Supplied records:
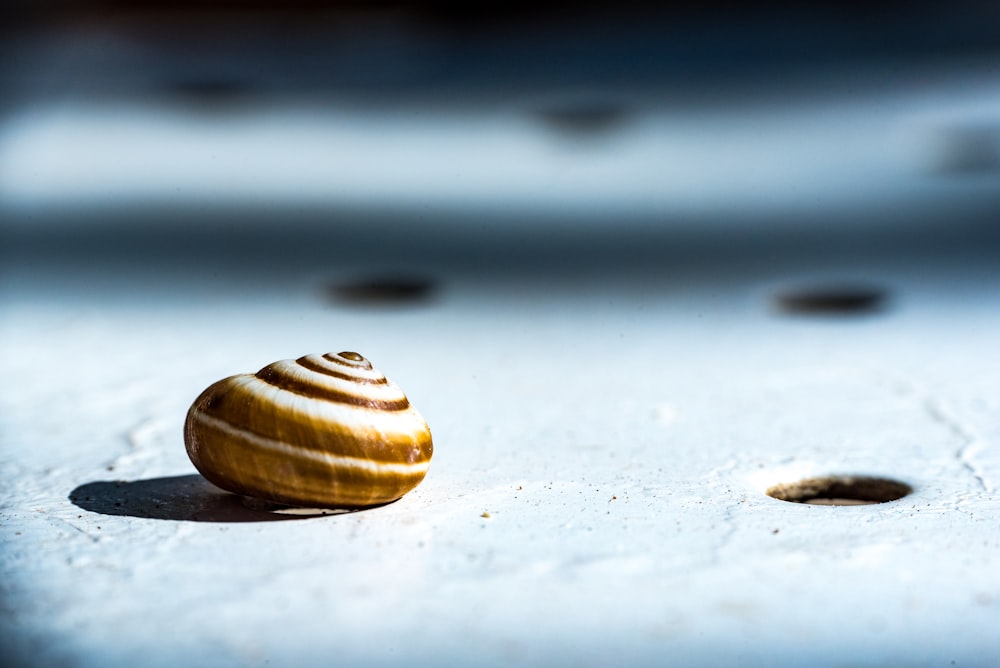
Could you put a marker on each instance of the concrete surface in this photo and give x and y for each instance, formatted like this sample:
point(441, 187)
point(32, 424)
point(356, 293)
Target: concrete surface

Exercise brief: Reproduce every line of the records above word for word, leaving out the pictures.

Full answer:
Could you put a marker on each instance of the concrete surface in this photo and give x and y for each instance, formatted like this sample:
point(441, 187)
point(32, 424)
point(356, 293)
Target: concrete surface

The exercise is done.